EXERCISE DETAILS
Output the lines of the records from the one containing "locate railing on" through the last, both ends included. Leave pictures out.

EXERCISE INPUTS
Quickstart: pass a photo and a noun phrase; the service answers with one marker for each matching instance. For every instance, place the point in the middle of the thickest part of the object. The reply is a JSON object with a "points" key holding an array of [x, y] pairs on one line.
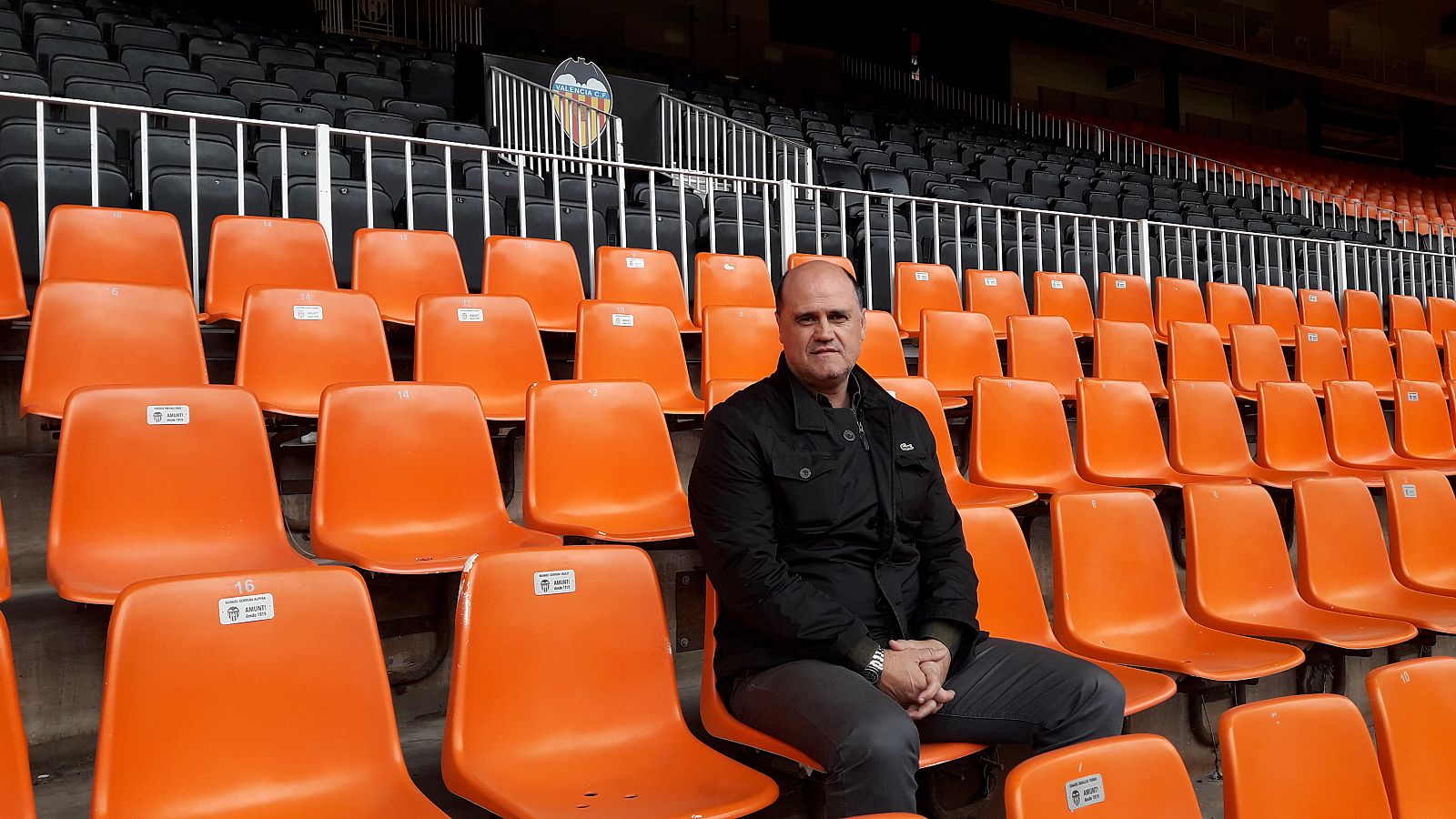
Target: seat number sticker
{"points": [[169, 414], [252, 608], [562, 581], [1088, 790]]}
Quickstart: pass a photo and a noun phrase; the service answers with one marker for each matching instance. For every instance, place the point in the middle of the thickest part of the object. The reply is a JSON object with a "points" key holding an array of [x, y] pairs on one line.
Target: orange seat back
{"points": [[732, 280], [177, 642], [1278, 309], [647, 278], [1043, 349], [1414, 709], [996, 295], [398, 267], [262, 249], [295, 343], [883, 356], [543, 271], [1127, 351], [98, 332], [157, 481], [1300, 756], [956, 349], [111, 244], [1178, 300], [488, 343], [1136, 774], [1065, 295], [924, 288]]}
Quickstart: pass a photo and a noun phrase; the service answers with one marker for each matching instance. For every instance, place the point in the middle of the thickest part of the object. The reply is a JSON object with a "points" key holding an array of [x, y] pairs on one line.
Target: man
{"points": [[848, 598]]}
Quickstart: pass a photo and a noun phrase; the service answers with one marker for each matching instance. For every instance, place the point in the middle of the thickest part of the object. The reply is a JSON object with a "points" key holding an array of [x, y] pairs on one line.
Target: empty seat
{"points": [[405, 480], [622, 742], [609, 487], [255, 249], [295, 343], [398, 267], [290, 622], [618, 339], [1300, 756], [157, 481], [98, 332], [1239, 577], [1136, 774], [116, 245]]}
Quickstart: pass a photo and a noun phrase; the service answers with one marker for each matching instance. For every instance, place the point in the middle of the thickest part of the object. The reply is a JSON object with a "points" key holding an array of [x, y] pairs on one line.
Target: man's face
{"points": [[822, 325]]}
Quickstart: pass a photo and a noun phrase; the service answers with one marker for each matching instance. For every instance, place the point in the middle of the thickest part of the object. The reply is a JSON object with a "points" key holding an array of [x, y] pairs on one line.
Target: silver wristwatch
{"points": [[875, 666]]}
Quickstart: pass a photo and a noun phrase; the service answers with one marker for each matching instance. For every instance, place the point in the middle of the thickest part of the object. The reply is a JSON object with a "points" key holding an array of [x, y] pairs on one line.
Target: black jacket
{"points": [[762, 493]]}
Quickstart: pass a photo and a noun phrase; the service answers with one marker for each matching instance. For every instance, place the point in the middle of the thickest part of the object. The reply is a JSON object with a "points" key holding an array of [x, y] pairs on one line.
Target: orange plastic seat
{"points": [[616, 739], [922, 395], [1127, 351], [1043, 349], [12, 286], [645, 278], [924, 288], [1178, 300], [1276, 308], [956, 349], [618, 482], [543, 271], [1239, 577], [488, 343], [157, 481], [268, 251], [1318, 308], [298, 672], [295, 343], [1228, 305], [996, 295], [635, 341], [1196, 353], [1009, 599], [398, 267], [96, 332], [1420, 508], [405, 480], [1065, 295], [1354, 426], [723, 724], [1370, 360], [740, 343], [113, 244], [15, 761], [1019, 439], [1120, 440], [1206, 436], [723, 278], [1414, 709], [1136, 775], [1299, 756], [1117, 541], [1343, 561], [1292, 435]]}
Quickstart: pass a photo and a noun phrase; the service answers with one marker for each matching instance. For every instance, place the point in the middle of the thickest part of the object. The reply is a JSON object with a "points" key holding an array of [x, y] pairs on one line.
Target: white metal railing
{"points": [[536, 120], [698, 138]]}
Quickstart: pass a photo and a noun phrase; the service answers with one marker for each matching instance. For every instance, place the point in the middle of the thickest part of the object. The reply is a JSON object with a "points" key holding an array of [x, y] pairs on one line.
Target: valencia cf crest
{"points": [[582, 99]]}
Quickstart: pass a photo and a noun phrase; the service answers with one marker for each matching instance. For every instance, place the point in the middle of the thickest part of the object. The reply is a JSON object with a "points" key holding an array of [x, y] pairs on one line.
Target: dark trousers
{"points": [[870, 746]]}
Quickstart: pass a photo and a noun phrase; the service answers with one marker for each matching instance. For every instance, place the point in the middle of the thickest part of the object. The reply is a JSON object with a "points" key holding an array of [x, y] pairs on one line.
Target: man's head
{"points": [[822, 324]]}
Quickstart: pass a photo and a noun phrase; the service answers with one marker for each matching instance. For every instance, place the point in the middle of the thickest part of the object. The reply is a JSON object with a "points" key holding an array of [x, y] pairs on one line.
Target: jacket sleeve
{"points": [[732, 509]]}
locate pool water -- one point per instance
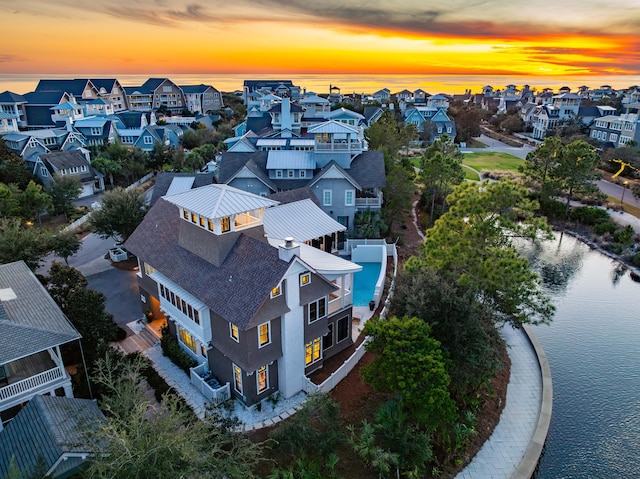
(364, 283)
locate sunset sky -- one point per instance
(538, 37)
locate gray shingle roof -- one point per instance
(298, 194)
(32, 321)
(45, 429)
(231, 162)
(368, 169)
(10, 97)
(65, 159)
(164, 179)
(235, 290)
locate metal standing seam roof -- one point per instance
(302, 142)
(301, 220)
(91, 122)
(322, 262)
(271, 142)
(217, 201)
(46, 429)
(32, 321)
(332, 126)
(180, 184)
(290, 159)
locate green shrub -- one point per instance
(552, 209)
(605, 227)
(172, 350)
(588, 215)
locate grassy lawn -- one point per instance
(628, 208)
(470, 174)
(492, 161)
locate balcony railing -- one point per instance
(25, 386)
(208, 386)
(336, 303)
(339, 146)
(369, 202)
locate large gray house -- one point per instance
(258, 313)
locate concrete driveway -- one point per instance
(121, 290)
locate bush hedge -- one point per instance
(172, 350)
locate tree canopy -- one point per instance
(410, 362)
(472, 244)
(143, 441)
(119, 214)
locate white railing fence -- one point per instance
(31, 383)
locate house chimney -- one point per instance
(288, 250)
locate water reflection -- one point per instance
(555, 264)
(592, 347)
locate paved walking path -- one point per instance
(503, 452)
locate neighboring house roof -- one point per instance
(171, 183)
(259, 173)
(332, 126)
(297, 194)
(235, 290)
(321, 261)
(301, 220)
(278, 108)
(218, 201)
(75, 87)
(49, 429)
(368, 169)
(191, 89)
(30, 320)
(290, 160)
(10, 97)
(231, 162)
(332, 165)
(132, 119)
(65, 159)
(107, 83)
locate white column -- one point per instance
(291, 365)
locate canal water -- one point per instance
(593, 347)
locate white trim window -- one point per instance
(264, 334)
(262, 379)
(349, 196)
(313, 351)
(237, 378)
(317, 310)
(234, 333)
(326, 197)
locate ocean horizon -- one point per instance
(347, 83)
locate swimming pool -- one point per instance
(364, 283)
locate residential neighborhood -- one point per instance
(269, 239)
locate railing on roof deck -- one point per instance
(31, 383)
(208, 386)
(337, 303)
(369, 201)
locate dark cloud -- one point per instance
(9, 58)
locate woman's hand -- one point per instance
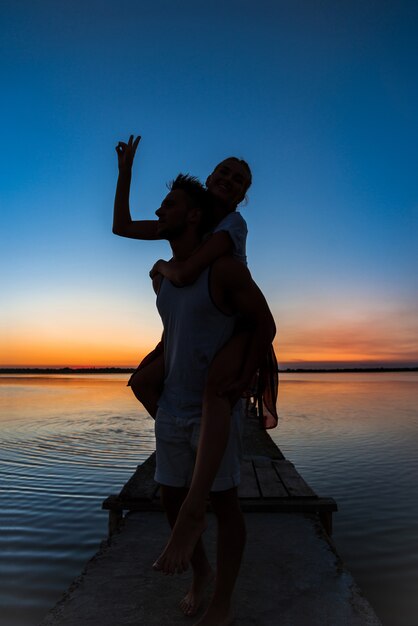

RESPONSE
locate railing on roof deck -- one point per instance
(31, 383)
(208, 386)
(337, 303)
(369, 201)
locate dark cloud -- one point per instance
(9, 58)
locate woman's hand -- one point per instance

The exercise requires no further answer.